Outline records:

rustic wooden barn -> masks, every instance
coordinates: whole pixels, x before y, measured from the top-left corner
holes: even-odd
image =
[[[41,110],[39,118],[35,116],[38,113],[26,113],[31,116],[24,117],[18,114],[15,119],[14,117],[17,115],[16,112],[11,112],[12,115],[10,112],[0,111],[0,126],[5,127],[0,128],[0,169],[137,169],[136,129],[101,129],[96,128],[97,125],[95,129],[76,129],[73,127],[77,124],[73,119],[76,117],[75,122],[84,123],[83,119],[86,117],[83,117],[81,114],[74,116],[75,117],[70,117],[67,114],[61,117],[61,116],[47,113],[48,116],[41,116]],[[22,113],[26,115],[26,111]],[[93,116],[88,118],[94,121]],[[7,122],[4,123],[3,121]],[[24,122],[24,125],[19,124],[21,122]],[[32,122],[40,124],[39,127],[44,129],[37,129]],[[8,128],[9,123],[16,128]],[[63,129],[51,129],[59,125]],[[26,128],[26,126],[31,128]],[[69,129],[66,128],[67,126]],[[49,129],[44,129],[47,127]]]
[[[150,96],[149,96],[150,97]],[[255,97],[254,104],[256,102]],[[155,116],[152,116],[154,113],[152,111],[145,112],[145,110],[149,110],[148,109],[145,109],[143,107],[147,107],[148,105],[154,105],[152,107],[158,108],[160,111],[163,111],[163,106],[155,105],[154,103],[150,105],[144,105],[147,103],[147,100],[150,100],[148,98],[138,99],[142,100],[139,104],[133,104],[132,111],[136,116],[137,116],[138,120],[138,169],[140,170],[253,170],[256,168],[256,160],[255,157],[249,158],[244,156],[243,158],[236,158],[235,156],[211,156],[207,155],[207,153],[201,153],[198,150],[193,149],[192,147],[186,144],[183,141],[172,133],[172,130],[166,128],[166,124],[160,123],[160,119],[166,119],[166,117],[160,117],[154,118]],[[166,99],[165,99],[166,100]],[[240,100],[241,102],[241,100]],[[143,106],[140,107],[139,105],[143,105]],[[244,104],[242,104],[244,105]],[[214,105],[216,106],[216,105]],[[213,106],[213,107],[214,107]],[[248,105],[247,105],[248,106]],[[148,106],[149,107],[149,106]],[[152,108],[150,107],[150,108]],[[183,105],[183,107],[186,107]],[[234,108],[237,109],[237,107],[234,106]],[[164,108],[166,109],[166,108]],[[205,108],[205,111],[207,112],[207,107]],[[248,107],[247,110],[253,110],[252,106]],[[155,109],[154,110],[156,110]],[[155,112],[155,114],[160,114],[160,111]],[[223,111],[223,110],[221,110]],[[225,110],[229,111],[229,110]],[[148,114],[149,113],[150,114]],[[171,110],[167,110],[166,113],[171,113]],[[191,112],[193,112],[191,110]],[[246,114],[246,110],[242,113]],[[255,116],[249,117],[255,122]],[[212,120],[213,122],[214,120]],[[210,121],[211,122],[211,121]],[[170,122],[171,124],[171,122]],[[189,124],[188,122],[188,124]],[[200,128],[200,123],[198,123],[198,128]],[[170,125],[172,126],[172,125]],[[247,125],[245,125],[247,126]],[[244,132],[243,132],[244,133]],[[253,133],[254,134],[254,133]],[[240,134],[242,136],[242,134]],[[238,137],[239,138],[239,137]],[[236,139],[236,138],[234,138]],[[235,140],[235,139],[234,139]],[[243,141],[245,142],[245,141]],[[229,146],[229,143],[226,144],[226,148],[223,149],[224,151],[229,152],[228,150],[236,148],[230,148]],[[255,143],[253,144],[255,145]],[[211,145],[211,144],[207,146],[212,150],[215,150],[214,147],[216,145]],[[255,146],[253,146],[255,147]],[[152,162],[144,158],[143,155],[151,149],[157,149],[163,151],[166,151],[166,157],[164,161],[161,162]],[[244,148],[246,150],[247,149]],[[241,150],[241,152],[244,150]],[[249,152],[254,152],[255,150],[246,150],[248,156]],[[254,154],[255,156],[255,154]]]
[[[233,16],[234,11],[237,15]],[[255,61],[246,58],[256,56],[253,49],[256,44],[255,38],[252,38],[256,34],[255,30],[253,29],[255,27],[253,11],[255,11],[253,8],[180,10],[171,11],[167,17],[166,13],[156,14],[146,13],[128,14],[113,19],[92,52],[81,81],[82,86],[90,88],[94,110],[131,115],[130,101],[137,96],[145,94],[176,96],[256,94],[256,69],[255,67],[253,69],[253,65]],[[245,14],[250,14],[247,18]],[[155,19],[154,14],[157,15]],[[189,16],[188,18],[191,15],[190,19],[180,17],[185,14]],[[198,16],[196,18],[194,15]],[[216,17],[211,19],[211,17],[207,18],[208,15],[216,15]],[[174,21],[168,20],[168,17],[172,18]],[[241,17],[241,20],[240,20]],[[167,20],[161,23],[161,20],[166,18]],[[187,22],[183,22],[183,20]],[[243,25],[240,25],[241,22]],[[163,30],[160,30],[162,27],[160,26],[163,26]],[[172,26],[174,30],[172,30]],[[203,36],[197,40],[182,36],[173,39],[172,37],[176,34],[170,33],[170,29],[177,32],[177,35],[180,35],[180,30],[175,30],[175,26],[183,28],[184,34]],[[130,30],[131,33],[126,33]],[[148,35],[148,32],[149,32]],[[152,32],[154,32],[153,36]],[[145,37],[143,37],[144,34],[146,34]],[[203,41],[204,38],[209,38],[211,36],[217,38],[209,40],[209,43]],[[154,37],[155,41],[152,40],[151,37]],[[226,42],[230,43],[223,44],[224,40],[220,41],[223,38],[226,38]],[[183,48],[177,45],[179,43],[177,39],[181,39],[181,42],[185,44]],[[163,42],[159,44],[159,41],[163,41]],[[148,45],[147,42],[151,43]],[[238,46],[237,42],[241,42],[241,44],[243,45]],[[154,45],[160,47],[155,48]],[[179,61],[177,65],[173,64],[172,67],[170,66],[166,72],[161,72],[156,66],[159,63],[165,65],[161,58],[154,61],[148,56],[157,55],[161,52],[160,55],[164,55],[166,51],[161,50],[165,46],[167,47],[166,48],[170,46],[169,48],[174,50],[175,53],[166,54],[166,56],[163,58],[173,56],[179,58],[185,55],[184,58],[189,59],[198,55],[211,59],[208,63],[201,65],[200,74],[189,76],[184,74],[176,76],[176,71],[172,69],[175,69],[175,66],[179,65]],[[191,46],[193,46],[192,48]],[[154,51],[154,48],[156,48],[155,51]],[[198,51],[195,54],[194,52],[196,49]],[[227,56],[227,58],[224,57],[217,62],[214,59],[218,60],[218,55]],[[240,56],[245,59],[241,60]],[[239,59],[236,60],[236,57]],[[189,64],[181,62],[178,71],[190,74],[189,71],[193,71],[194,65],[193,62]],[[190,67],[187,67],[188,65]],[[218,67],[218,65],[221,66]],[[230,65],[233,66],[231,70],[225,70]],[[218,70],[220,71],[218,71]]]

> TASK INSTRUCTIONS
Set all of the entries down again, exactly as they were given.

> EXERCISE OUTPUT
rustic wooden barn -> masks, every instance
coordinates: whole pixels, x before y, measured from the top-left corner
holes: even-odd
image =
[[[41,110],[39,118],[35,116],[38,113],[26,113],[31,116],[24,117],[18,114],[15,119],[14,117],[17,115],[16,112],[11,112],[12,115],[10,112],[0,111],[0,126],[5,127],[0,128],[0,169],[137,169],[136,129],[101,129],[96,128],[97,125],[95,129],[76,129],[73,127],[77,124],[73,119],[76,117],[75,122],[84,123],[83,119],[86,117],[83,117],[81,114],[74,116],[75,117],[70,117],[67,114],[61,117],[61,116],[47,113],[48,116],[41,116]],[[22,113],[26,115],[26,111]],[[93,116],[88,118],[94,121]],[[7,122],[4,123],[3,121]],[[24,122],[24,125],[19,124],[21,122]],[[32,122],[40,124],[39,127],[44,129],[37,129]],[[8,128],[9,123],[16,128]],[[63,129],[51,129],[59,125]],[[26,128],[26,126],[31,128]],[[69,129],[66,128],[67,126]],[[49,129],[44,129],[47,127]]]
[[[150,96],[149,96],[150,97]],[[255,97],[254,104],[256,102]],[[155,116],[152,116],[154,113],[152,111],[145,112],[145,110],[149,110],[148,109],[145,109],[143,107],[147,107],[148,105],[154,105],[152,107],[158,108],[160,111],[163,111],[163,106],[155,105],[154,103],[150,105],[144,105],[147,103],[147,100],[150,100],[148,98],[138,99],[142,100],[139,104],[133,104],[132,111],[136,116],[137,116],[138,120],[138,169],[140,170],[253,170],[256,168],[256,160],[255,157],[249,158],[244,156],[243,158],[236,158],[235,156],[211,156],[207,155],[207,153],[201,153],[198,150],[193,149],[192,147],[186,144],[183,141],[172,133],[172,130],[166,128],[166,124],[160,123],[160,119],[166,119],[166,117],[160,117],[154,118]],[[166,99],[165,99],[166,100]],[[240,100],[241,102],[241,100]],[[143,106],[140,107],[139,105],[143,105]],[[244,104],[242,104],[244,105]],[[214,105],[216,106],[216,105]],[[213,106],[213,107],[214,107]],[[248,105],[247,105],[248,106]],[[148,106],[149,107],[149,106]],[[152,108],[150,107],[150,108]],[[183,105],[183,107],[186,107]],[[234,108],[237,109],[237,107],[234,106]],[[164,108],[166,109],[166,108]],[[205,108],[205,111],[207,112],[207,107]],[[248,107],[247,110],[253,110],[252,106]],[[155,109],[154,110],[156,110]],[[155,112],[155,114],[160,114],[160,111]],[[223,111],[223,110],[221,110]],[[225,110],[229,111],[229,110]],[[148,114],[149,113],[150,114]],[[171,110],[167,110],[166,113],[171,113]],[[191,112],[193,112],[191,110]],[[246,114],[246,110],[242,113]],[[255,116],[249,117],[255,122]],[[212,120],[213,122],[214,120]],[[210,121],[211,122],[211,121]],[[170,122],[171,124],[171,122]],[[189,124],[188,122],[188,124]],[[200,128],[200,123],[198,123],[198,128]],[[170,125],[172,126],[172,125]],[[247,125],[245,125],[247,126]],[[244,132],[243,132],[244,133]],[[253,133],[254,134],[254,133]],[[240,134],[242,136],[242,134]],[[238,137],[239,138],[239,137]],[[236,139],[236,138],[234,138]],[[235,140],[235,139],[234,139]],[[243,141],[245,142],[245,141]],[[229,146],[229,143],[226,144],[226,148],[223,149],[224,151],[229,152],[228,150],[236,148],[230,148]],[[255,143],[253,144],[255,145]],[[211,145],[211,144],[207,146],[212,150],[215,150],[214,147],[216,145]],[[255,146],[253,146],[255,147]],[[152,162],[144,158],[143,155],[151,149],[157,149],[163,151],[166,151],[166,157],[164,161],[161,162]],[[244,148],[246,150],[247,149]],[[241,150],[241,152],[244,150]],[[249,152],[254,152],[255,150],[246,150],[248,156]],[[254,154],[255,156],[255,154]]]
[[[233,16],[234,11],[237,15]],[[255,61],[246,58],[256,56],[253,49],[256,44],[255,38],[252,38],[256,34],[255,30],[253,29],[255,27],[253,11],[255,11],[253,8],[180,10],[171,11],[167,17],[166,13],[156,14],[146,13],[128,14],[113,19],[92,52],[81,81],[82,86],[90,88],[94,110],[131,115],[130,101],[137,96],[145,94],[176,96],[256,94],[256,69],[255,67],[253,69],[253,65]],[[245,14],[250,14],[247,18]],[[155,19],[154,14],[157,15]],[[189,16],[188,18],[191,15],[190,19],[180,17],[185,14]],[[198,16],[196,18],[194,15]],[[216,17],[211,19],[211,17],[207,18],[208,15],[216,15]],[[174,21],[168,20],[168,17],[172,18]],[[241,17],[241,20],[240,20]],[[167,20],[161,23],[161,20],[166,18]],[[187,22],[183,22],[183,20]],[[243,25],[240,25],[241,22]],[[163,30],[160,30],[162,27],[160,26],[163,26]],[[172,26],[174,30],[172,30]],[[203,36],[197,40],[182,36],[173,39],[172,37],[176,34],[170,33],[170,29],[177,32],[177,35],[180,35],[180,30],[175,30],[175,26],[183,28],[184,34]],[[130,30],[131,33],[126,33]],[[148,35],[148,32],[149,32]],[[152,32],[154,32],[153,36]],[[145,37],[143,37],[144,34],[146,34]],[[203,41],[204,38],[209,38],[211,36],[217,38],[209,40],[209,43]],[[154,37],[155,41],[152,40],[151,37]],[[226,42],[230,43],[223,44],[224,40],[220,41],[223,38],[226,38]],[[183,48],[177,45],[179,43],[177,39],[181,39],[181,42],[185,44]],[[163,42],[159,44],[159,41],[163,41]],[[148,45],[147,42],[151,43]],[[238,46],[237,42],[241,42],[241,44],[243,45]],[[154,45],[160,47],[155,48]],[[179,61],[177,65],[173,64],[172,67],[170,66],[166,72],[161,72],[156,66],[159,63],[165,65],[161,58],[154,61],[148,56],[157,55],[161,52],[160,55],[164,55],[166,51],[161,50],[165,46],[167,47],[166,48],[170,46],[169,48],[174,50],[175,53],[166,54],[166,56],[163,58],[173,56],[179,58],[185,55],[184,58],[189,59],[198,55],[211,59],[208,63],[201,65],[200,74],[189,76],[184,74],[176,76],[176,71],[172,69],[175,69],[175,66],[179,65]],[[191,46],[193,46],[192,48]],[[154,51],[154,48],[156,48],[155,51]],[[198,51],[195,54],[194,52],[196,49]],[[227,56],[227,58],[224,57],[217,62],[214,59],[218,60],[218,55]],[[240,56],[245,59],[241,60]],[[239,59],[236,60],[236,57]],[[189,64],[181,62],[178,71],[190,74],[189,71],[193,71],[194,65],[193,62]],[[190,67],[187,67],[188,65]],[[218,67],[218,65],[221,66]],[[230,65],[233,66],[231,70],[225,70]],[[218,70],[220,71],[218,71]]]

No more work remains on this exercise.